======== GIVEN RECORDS

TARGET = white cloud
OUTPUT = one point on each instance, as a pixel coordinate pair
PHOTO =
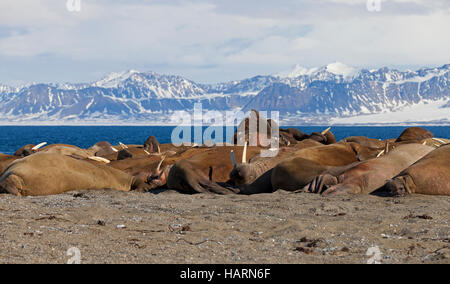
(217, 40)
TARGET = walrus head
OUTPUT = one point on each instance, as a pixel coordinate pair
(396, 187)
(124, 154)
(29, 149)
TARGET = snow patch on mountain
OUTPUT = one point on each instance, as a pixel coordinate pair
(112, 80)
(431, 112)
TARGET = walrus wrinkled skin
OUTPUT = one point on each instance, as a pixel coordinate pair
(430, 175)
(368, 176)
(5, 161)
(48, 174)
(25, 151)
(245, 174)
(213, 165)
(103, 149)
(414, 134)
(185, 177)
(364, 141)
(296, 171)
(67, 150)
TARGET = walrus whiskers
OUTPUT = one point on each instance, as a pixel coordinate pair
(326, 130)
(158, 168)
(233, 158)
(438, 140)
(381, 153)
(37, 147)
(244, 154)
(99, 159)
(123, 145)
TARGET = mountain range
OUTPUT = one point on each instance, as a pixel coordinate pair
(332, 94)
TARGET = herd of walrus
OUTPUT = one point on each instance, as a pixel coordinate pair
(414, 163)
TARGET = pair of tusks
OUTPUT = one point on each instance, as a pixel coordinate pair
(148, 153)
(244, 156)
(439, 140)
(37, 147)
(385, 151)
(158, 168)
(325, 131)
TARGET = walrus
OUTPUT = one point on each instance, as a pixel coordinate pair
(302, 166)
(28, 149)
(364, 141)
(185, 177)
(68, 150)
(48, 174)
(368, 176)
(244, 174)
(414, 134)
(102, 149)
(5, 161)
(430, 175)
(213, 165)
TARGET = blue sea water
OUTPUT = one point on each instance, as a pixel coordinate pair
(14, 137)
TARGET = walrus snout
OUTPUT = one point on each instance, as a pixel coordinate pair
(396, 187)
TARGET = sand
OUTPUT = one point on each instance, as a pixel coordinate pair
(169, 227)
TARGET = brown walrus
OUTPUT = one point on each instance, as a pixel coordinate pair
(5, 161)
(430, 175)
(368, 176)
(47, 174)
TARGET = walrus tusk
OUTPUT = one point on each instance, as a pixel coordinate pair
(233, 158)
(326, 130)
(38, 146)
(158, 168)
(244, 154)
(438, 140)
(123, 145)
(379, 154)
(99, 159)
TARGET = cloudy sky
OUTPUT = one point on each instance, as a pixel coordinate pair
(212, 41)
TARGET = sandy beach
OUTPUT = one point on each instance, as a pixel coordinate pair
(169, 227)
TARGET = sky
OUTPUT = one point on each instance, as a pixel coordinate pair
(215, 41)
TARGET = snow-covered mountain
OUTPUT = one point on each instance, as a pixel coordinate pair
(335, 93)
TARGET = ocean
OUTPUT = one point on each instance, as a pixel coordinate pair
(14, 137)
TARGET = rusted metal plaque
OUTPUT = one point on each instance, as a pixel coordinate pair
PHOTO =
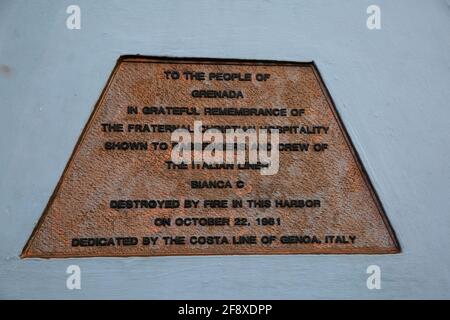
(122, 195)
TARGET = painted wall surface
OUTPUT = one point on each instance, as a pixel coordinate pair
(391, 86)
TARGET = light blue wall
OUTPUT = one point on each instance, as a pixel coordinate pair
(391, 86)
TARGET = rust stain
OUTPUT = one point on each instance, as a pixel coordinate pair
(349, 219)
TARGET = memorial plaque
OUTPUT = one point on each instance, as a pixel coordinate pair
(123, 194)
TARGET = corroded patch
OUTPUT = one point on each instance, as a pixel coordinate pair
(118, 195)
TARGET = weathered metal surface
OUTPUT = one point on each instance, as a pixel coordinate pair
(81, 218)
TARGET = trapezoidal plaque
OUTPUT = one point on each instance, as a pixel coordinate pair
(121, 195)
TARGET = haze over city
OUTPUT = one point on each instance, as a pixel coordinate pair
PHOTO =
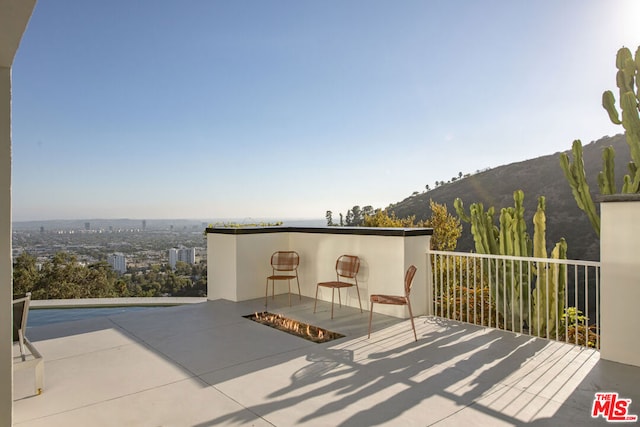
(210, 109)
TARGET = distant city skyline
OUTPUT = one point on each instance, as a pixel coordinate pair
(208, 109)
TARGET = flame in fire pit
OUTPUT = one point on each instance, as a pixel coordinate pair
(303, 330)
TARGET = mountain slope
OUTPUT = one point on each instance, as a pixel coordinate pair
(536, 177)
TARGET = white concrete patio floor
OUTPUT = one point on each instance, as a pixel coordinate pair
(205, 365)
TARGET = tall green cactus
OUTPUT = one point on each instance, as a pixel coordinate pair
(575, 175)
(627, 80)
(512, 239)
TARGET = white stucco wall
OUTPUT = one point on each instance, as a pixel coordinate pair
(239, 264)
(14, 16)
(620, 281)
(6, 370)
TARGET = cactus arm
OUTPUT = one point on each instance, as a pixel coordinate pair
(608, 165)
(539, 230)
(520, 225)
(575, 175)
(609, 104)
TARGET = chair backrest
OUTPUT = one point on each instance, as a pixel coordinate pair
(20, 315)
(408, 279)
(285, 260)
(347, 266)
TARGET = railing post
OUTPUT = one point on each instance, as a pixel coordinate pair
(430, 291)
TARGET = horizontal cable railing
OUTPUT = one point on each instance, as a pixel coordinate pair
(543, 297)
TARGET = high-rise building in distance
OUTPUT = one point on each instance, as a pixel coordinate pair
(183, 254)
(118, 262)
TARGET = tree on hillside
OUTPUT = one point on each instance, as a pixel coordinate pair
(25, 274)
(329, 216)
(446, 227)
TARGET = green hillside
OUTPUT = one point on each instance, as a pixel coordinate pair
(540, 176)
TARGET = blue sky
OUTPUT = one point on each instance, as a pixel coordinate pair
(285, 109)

================
======== GIVEN RECORDS

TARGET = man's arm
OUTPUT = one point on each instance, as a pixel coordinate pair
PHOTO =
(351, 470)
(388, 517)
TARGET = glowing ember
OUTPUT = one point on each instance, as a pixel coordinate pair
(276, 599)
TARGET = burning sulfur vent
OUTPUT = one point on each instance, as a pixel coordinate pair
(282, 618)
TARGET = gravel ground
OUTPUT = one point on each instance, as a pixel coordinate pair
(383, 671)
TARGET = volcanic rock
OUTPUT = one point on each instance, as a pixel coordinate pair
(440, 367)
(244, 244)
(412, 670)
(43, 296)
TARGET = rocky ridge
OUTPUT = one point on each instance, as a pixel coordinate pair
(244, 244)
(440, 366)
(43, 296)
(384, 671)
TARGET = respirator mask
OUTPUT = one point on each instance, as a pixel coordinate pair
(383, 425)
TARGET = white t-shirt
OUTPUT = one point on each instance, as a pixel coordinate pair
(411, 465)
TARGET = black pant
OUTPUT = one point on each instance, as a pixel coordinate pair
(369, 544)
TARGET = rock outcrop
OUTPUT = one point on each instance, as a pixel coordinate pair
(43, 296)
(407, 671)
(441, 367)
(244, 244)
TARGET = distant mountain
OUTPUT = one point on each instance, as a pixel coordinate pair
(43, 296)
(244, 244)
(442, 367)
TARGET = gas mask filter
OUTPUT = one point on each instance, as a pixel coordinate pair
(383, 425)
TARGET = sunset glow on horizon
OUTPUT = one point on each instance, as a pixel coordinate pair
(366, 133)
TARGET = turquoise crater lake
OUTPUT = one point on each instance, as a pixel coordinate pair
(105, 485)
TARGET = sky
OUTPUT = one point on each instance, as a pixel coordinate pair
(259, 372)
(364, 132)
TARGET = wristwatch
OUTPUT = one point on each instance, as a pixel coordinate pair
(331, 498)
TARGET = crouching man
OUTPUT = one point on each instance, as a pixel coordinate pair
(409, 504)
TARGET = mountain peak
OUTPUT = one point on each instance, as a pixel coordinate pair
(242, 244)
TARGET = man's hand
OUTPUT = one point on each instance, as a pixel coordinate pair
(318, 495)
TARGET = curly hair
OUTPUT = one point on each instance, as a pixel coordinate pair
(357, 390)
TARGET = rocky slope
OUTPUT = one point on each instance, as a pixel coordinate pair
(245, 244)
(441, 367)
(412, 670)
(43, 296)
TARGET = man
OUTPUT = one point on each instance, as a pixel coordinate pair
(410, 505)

================

— TO BE DONE —
List every line of the records above that contains the word "green", copying each line in full.

— EXERCISE SOLUTION —
TARGET = tall green cactus
TARGET = green hillside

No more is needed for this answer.